TASK GOAL
Exactly as written, transcribe the lines that run from the one containing "of the phillies" to the end of the records below.

MATERIAL
* start *

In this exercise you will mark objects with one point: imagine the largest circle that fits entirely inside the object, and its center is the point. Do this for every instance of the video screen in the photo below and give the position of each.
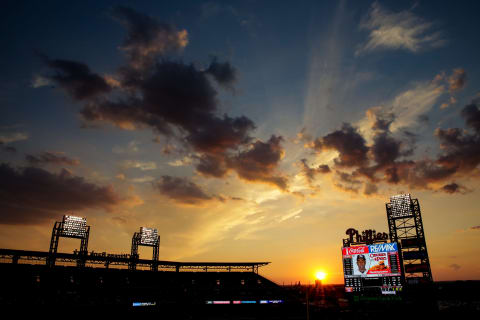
(376, 265)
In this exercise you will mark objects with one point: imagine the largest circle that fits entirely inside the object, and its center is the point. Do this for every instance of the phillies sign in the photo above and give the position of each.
(374, 248)
(366, 236)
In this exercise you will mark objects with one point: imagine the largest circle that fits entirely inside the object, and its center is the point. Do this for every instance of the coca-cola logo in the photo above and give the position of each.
(356, 250)
(366, 236)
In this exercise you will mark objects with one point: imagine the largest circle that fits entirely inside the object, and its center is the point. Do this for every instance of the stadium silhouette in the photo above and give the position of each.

* end *

CORRECT RESPONSE
In this exercise you will mark objects with one point: imagine the largest circle that fits entirely inside the object, and its center is the point. Do this for every instance of the phillies sign in the photo above and give the position of each.
(374, 248)
(366, 236)
In this exercise you will mark objects with one point: imagine the largest circle that fits entirely inside the object, and its center is the point. Do this for every instance of the coca-cola logo in the photo above and give the position of each.
(356, 250)
(366, 236)
In this exercise you will mark objects with one point: imagine the largest circle that fits entirely inside the object, and its center is the point. Do this for every instance of the stadium silhouette in the photo above and give the position of each.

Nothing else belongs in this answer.